# The tasks
**a)** In the passage about the film Emancipation, what inspired the movie?
**b)** Repeat the passage about the film Emancipation word for word, from "The opening title" up to and including "the Union Army.".
* BEGIN Excerpt *
The opening title sequence in the movie Emancipation, now streaming on Apple TV+ after a brief theatrical release, tells us that the film is based on a true story. That is, in part, the case. Inspired by an iconic image of an enslaved man’s whip-scarred back, the movie tells the story of a man named Peter (played by Will Smith) who escapes from the Confederate camp where he has been forced to work laying railroad tracks during the Civil War. The film, like the historical photograph that inspired it, creates a heroic narrative that reveals Peter’s suffering in slavery and charts his escape from bondage to his enlistment in the Union Army.
The movie, unlike the photograph, offers a story from Peter’s perspective, centering him as a thinking and feeling man with a beloved family and strong religious faith. It draws on documented history to imagine a narrative that fills in the gaps of what was not recorded of the life of the historical “Peter,” in word or picture, in 1863. One striking effect of director Antoine Fuqua’s choice to present Emancipation in desaturated colors is the way the movie’s scenes of enslaved people working in cotton fields and newly emancipated people gathering in crowds become evocative of 19th-century photographs. In selecting one such photograph for source material, Fuqua and Smith have tapped into a part of American visual history that still holds immense power. Did Emancipation do that history justice? Could any film, made in 2022?
* END Excerpt *
* BEGIN Rows *
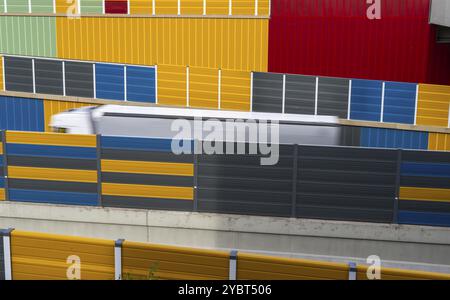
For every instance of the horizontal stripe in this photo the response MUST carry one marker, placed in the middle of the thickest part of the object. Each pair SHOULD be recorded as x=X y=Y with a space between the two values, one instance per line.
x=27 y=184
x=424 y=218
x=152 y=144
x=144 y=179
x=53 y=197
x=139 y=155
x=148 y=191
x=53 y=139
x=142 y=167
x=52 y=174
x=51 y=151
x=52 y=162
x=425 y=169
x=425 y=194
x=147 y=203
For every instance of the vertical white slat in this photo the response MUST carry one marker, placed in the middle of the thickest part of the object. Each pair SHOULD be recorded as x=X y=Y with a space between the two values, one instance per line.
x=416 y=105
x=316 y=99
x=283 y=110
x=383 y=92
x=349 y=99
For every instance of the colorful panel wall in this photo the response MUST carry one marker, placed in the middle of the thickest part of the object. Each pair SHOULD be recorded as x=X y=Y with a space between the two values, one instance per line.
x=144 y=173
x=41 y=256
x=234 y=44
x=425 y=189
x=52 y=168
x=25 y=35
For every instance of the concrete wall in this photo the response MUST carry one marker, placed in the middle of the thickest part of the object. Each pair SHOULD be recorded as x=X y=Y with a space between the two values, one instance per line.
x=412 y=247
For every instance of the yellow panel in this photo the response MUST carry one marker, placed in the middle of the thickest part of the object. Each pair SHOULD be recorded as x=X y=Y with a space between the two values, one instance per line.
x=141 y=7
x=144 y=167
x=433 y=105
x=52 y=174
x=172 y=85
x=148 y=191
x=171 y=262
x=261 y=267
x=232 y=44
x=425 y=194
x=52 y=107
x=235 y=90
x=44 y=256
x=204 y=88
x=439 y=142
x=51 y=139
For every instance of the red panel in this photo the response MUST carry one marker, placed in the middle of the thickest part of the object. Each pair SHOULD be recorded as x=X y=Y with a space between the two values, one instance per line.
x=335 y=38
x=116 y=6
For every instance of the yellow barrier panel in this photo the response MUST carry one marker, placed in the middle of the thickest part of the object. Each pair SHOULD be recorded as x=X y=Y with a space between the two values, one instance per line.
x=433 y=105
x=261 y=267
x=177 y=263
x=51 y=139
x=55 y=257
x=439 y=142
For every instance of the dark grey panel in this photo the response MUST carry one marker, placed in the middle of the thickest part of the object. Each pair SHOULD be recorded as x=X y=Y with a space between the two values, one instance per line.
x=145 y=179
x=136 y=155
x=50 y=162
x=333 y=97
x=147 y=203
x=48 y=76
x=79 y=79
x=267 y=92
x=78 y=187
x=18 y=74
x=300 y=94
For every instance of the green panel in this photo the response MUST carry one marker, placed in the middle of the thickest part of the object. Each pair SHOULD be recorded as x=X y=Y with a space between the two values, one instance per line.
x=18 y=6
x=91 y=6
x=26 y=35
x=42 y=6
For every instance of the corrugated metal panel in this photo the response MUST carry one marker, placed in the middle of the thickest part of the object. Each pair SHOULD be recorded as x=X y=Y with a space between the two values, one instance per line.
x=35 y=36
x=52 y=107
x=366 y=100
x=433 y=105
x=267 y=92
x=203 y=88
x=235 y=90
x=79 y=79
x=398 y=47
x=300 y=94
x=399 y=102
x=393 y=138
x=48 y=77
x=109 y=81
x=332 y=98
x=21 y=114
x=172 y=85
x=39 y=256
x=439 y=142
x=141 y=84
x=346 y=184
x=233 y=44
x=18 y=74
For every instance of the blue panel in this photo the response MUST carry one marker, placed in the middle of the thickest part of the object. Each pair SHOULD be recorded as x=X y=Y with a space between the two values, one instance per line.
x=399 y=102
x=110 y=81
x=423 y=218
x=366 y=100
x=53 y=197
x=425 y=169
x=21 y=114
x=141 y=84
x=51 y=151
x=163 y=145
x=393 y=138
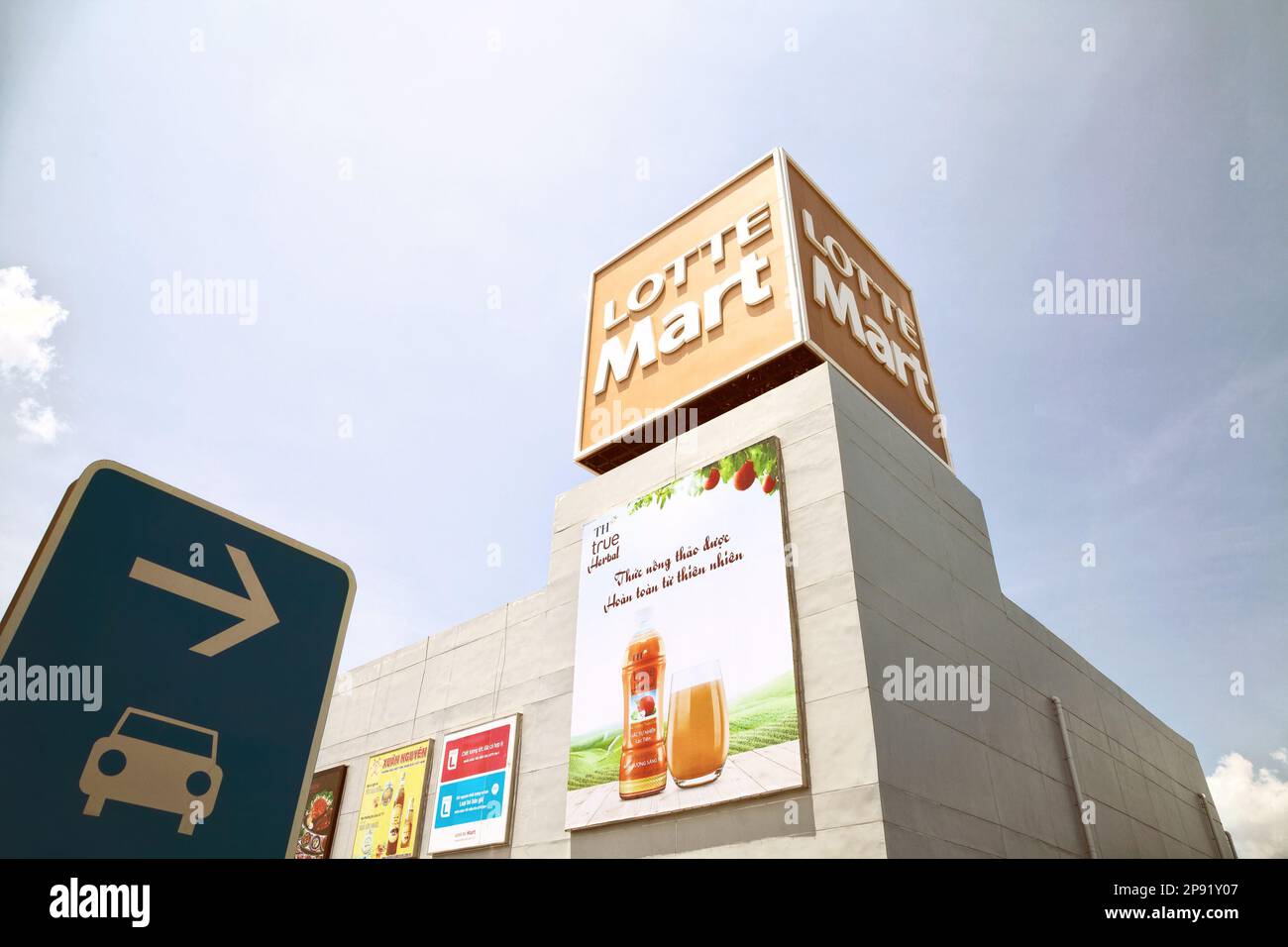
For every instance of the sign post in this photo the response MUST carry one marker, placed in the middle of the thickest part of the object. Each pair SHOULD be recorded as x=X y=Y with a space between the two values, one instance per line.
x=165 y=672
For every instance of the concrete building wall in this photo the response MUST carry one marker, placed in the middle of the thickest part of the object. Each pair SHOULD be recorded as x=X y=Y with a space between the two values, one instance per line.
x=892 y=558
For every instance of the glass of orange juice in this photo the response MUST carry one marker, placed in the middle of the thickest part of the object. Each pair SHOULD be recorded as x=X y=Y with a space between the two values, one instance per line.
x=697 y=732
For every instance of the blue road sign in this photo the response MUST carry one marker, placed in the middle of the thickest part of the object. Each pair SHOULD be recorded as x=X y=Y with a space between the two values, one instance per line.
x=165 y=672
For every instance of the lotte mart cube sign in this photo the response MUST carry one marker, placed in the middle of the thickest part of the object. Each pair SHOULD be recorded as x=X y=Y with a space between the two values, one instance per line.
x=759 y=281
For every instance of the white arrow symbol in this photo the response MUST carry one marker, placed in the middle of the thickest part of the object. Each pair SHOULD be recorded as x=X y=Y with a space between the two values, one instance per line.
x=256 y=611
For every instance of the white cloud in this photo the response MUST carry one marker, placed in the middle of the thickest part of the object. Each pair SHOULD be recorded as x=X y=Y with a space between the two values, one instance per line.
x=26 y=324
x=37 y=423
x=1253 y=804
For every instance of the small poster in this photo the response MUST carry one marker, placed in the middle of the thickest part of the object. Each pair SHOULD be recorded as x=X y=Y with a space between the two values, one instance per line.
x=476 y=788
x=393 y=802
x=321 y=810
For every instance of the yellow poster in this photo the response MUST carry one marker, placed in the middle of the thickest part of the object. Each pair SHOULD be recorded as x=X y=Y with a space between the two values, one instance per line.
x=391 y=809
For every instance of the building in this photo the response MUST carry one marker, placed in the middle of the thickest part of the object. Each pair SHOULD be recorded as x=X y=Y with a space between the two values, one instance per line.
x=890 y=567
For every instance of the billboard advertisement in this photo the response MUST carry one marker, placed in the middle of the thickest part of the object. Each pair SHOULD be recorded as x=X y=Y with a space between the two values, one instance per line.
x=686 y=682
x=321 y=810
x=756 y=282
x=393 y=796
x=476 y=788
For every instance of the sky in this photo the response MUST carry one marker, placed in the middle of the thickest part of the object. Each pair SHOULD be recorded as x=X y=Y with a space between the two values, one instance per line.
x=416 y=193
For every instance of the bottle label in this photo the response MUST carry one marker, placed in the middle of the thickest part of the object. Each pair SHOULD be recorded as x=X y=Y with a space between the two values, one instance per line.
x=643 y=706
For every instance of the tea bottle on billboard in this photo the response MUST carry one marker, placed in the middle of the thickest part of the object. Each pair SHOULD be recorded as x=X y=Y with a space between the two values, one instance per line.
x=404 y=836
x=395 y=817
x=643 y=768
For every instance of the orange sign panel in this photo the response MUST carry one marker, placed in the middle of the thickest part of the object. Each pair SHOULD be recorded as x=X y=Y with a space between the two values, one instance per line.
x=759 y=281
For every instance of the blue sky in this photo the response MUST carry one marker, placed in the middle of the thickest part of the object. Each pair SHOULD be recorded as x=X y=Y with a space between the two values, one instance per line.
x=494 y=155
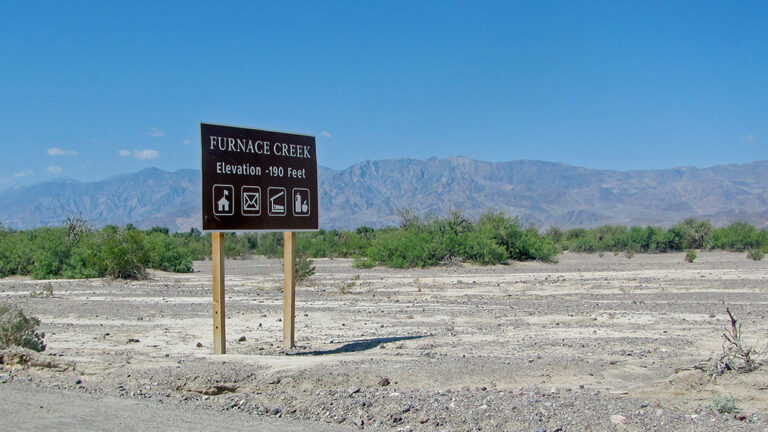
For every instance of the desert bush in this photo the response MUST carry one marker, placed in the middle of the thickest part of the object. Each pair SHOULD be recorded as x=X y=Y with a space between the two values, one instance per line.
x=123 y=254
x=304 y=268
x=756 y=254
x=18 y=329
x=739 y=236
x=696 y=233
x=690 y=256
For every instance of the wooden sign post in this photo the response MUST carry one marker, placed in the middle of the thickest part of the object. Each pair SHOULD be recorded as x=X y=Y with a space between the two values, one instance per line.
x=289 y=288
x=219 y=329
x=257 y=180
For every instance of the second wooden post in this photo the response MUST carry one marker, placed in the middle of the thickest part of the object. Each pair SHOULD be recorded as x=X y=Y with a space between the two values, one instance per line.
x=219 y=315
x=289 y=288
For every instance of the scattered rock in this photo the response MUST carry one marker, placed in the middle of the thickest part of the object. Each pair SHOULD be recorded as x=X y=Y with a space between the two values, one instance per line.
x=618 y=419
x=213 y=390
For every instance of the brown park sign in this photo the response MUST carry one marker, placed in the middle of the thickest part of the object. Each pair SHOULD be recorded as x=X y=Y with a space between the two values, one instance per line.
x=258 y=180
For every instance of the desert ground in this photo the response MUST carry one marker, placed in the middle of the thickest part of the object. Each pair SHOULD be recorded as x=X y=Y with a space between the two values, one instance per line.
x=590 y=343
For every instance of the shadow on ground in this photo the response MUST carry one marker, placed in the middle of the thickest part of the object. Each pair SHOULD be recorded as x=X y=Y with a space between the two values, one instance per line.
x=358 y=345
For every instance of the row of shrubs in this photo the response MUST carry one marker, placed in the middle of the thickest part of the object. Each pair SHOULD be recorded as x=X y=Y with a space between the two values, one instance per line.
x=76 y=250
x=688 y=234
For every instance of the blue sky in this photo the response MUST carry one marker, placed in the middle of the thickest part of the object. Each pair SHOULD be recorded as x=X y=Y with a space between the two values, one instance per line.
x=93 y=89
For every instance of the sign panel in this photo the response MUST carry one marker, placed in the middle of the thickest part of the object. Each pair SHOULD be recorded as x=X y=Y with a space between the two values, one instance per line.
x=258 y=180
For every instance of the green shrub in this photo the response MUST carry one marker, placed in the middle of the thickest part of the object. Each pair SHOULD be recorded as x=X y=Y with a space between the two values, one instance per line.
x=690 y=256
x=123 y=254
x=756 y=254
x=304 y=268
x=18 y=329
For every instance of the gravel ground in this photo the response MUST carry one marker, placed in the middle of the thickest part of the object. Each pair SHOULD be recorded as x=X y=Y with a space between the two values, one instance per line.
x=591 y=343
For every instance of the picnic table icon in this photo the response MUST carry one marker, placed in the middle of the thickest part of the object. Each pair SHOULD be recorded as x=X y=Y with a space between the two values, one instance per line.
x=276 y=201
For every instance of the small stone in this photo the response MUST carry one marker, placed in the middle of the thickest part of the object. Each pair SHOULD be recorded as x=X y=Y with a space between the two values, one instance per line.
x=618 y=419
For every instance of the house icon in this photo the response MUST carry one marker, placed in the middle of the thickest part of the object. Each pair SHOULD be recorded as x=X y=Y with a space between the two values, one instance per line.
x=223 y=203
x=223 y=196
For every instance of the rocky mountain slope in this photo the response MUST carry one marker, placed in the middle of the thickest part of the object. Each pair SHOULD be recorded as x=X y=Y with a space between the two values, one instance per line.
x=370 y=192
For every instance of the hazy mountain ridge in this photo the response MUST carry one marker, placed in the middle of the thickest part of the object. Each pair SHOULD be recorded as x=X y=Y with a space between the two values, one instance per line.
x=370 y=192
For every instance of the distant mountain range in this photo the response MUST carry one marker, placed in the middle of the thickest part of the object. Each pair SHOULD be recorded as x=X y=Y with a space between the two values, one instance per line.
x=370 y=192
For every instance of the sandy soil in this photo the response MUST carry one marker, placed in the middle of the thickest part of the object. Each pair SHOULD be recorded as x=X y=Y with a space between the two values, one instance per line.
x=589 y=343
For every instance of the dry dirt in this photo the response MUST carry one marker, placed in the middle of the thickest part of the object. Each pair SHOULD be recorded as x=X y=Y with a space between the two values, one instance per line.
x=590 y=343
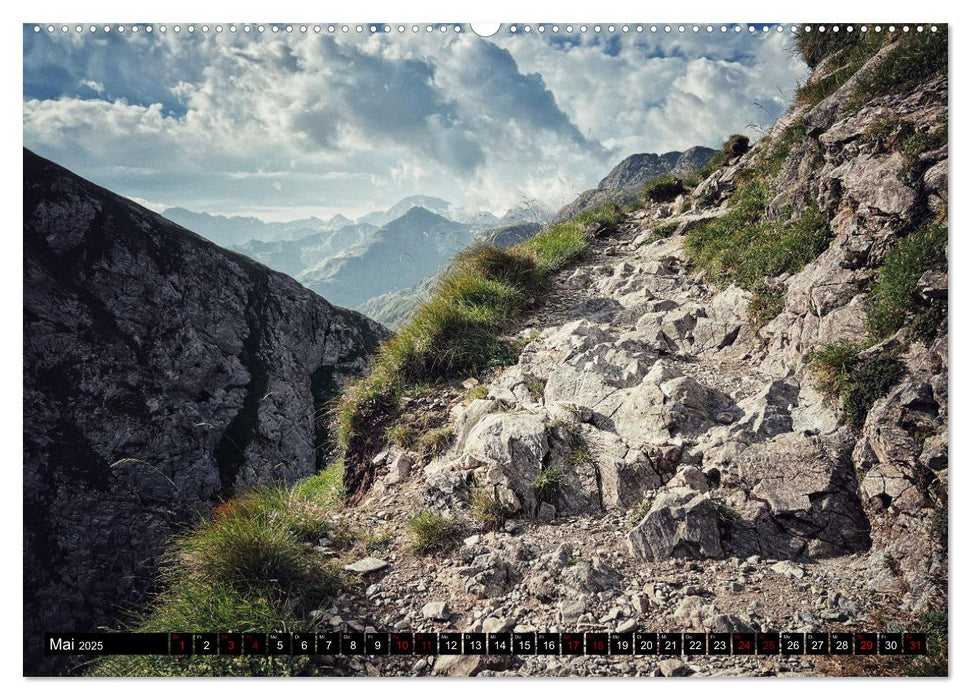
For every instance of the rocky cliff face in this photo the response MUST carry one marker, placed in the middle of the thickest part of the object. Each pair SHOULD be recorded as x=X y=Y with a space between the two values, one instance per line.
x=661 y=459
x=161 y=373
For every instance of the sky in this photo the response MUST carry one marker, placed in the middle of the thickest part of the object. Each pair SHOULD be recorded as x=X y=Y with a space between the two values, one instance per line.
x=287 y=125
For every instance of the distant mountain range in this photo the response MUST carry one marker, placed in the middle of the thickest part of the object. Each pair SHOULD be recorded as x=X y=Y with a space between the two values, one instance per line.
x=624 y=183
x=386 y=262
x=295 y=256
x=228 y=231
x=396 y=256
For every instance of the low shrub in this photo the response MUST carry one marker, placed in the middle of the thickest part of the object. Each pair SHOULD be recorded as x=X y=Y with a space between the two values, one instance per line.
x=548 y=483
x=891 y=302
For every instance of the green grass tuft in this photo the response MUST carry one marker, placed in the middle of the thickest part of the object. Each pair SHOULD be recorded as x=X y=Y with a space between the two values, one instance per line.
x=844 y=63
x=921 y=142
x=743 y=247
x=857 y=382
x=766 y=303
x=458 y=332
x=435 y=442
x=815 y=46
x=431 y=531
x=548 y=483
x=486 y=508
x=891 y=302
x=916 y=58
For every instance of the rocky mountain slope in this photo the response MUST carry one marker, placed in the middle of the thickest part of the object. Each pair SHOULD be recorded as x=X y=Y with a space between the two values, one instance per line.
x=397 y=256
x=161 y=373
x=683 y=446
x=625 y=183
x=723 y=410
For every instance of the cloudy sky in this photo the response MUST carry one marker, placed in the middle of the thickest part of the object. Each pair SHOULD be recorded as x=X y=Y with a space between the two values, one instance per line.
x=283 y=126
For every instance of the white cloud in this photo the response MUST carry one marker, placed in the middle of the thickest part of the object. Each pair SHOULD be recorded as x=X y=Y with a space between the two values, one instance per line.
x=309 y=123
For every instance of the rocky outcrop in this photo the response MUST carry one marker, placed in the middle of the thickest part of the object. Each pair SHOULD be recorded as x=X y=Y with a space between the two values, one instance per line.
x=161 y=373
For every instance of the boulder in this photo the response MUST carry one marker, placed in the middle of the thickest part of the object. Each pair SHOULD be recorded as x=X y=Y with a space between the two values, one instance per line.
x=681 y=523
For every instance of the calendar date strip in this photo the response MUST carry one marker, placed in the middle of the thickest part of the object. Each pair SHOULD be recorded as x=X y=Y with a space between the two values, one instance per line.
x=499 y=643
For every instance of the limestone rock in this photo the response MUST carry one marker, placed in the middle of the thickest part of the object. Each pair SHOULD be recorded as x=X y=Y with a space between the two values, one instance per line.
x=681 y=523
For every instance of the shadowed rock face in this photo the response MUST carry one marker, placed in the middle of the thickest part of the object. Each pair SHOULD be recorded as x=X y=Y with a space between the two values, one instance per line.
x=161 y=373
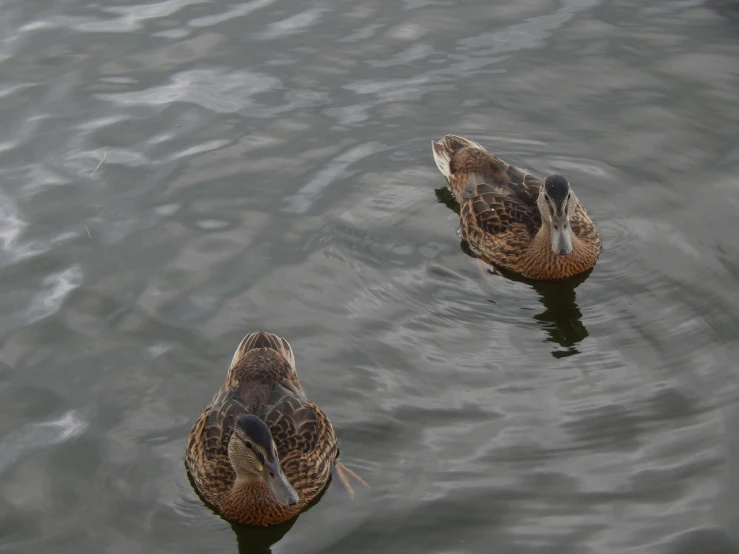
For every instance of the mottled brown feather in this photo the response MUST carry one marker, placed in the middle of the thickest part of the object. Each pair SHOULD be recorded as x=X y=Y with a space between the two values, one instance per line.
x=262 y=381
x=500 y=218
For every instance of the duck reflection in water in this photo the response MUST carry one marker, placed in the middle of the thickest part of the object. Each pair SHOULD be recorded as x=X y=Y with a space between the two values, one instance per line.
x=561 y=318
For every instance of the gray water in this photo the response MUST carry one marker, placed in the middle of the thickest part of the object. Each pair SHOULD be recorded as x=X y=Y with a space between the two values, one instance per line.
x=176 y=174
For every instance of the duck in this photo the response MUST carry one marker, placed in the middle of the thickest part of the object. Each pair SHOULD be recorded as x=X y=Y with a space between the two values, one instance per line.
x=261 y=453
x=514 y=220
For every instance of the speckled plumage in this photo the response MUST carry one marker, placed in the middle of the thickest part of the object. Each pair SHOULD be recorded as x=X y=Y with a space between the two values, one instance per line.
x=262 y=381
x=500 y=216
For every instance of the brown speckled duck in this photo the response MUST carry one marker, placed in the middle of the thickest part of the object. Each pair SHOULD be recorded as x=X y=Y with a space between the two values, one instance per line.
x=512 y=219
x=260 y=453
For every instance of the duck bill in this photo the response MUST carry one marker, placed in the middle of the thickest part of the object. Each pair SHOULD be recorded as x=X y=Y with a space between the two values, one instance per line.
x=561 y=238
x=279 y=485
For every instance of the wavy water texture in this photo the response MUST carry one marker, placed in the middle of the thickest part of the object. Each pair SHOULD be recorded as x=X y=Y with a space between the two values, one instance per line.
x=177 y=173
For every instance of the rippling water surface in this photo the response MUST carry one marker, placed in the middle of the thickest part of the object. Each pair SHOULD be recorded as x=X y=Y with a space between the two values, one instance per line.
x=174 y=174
* END Rows *
# Answers to the tasks
**a)** An iconic image of an enslaved man’s whip-scarred back.

**b)**
The opening title sequence in the movie Emancipation, now streaming on Apple TV+ after a brief theatrical release, tells us that the film is based on a true story. That is, in part, the case. Inspired by an iconic image of an enslaved man’s whip-scarred back, the movie tells the story of a man named Peter (played by Will Smith) who escapes from the Confederate camp where he has been forced to work laying railroad tracks during the Civil War. The film, like the historical photograph that inspired it, creates a heroic narrative that reveals Peter’s suffering in slavery and charts his escape from bondage to his enlistment in the Union Army.